WRITTEN EXERCISE = Rewrite all of the lines below, changing every "microphone" to "mic" and leaving everything else as it is. Omit the pictures from your answer.

—————

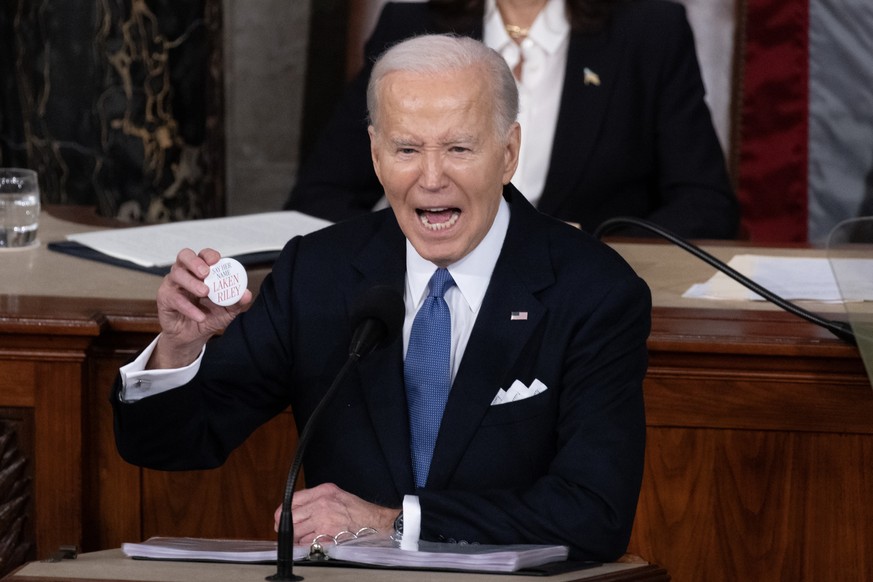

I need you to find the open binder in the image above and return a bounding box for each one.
[121,533,580,575]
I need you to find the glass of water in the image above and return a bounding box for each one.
[0,168,39,249]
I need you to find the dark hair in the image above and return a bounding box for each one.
[428,0,624,31]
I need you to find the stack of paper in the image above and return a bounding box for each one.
[121,535,568,572]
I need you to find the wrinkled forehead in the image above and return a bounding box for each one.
[372,67,494,129]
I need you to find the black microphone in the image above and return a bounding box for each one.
[593,216,858,345]
[266,285,405,581]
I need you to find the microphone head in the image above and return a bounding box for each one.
[349,285,405,357]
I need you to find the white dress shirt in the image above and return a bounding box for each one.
[482,0,570,206]
[120,200,509,549]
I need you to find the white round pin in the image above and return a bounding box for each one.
[203,258,249,307]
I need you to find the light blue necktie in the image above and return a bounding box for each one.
[403,269,455,487]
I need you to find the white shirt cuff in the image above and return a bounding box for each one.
[400,495,421,552]
[119,336,204,404]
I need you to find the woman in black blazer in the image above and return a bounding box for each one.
[285,0,739,239]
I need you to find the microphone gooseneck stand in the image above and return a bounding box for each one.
[593,216,857,345]
[266,352,361,582]
[266,285,404,582]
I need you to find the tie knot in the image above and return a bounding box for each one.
[429,269,455,297]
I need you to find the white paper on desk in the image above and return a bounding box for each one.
[682,255,873,303]
[67,210,331,267]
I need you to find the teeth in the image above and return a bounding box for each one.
[419,207,461,231]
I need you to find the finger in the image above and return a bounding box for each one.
[175,249,212,280]
[197,247,221,270]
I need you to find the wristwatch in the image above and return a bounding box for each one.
[394,511,403,538]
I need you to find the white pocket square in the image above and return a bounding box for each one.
[491,379,549,406]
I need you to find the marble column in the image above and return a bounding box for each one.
[0,0,225,222]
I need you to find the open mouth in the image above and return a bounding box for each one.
[415,208,461,231]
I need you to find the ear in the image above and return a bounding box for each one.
[503,121,521,186]
[367,125,382,183]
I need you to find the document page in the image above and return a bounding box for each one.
[67,211,331,267]
[682,255,873,303]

—————

SOLUTION TO THE PROBLEM =
I need you to find the open binder in the image above and return a bounding box for each one.
[121,533,580,575]
I need you to find the glass of water in the image above and return a bounding box for each one.
[0,168,39,249]
I need you to find the dark hair in the image above and return a bounding box for each one.
[428,0,624,31]
I need you to find the stack of paper in the image above and return a bounding box for each one.
[121,535,568,572]
I need you to find the wrinkled forehead in the image above and return a bounding box for each one.
[372,67,494,129]
I need you to find the black mic in the image above and return a bounding box for each one.
[593,216,858,345]
[266,285,405,581]
I need you to find the mic head in the image above and return a bounding box for each one.
[349,285,405,357]
I need you to find the white dress shirt in the image above and return a bounding box for each one.
[482,0,570,206]
[120,200,509,549]
I need you to find the white round pin in the image above and return a bounding box for each one.
[203,258,249,307]
I need you to find the light blue necktie in the image above and return a bounding box for each one.
[403,269,455,487]
I need you to find the white shirt cuff in the image above and return a bounding box for each one.
[400,495,421,552]
[119,336,204,404]
I need you to find the woman in black blazer in the image above and return a bounding box for each one.
[285,0,739,239]
I need you to find the mic gooseneck stand in the image above and return a bounding box for each one.
[593,216,857,345]
[266,352,361,582]
[266,285,404,582]
I need you to find the tie knot in the image above and return a bounding box for each one.
[429,269,455,297]
I need you to find the white paper on desk in the image above and return a bounding box for each one.
[682,255,873,303]
[67,210,331,267]
I need you to find the teeth in the image above and return a bounding box for each one.
[419,207,461,231]
I need you to find the finger in the image above and return a bounding box for each one.
[175,249,212,280]
[197,247,221,270]
I need you to find the wristwatch in the image above and return a bounding box for each one.
[394,511,403,538]
I need you to find the white pocket square in the image above and return a bounding box for each one.
[491,379,549,406]
I need you to find the marble column in the image above and return a bounding box for each one.
[0,0,225,222]
I need you to find the open mouth in the image above and return a bounding box for each one.
[415,208,461,231]
I need you to find the ear in the image above and return a bounding box for each one.
[503,121,521,186]
[367,125,382,183]
I need you to find the document page in the image above and return a bounding box for each one.
[67,211,331,267]
[682,255,873,303]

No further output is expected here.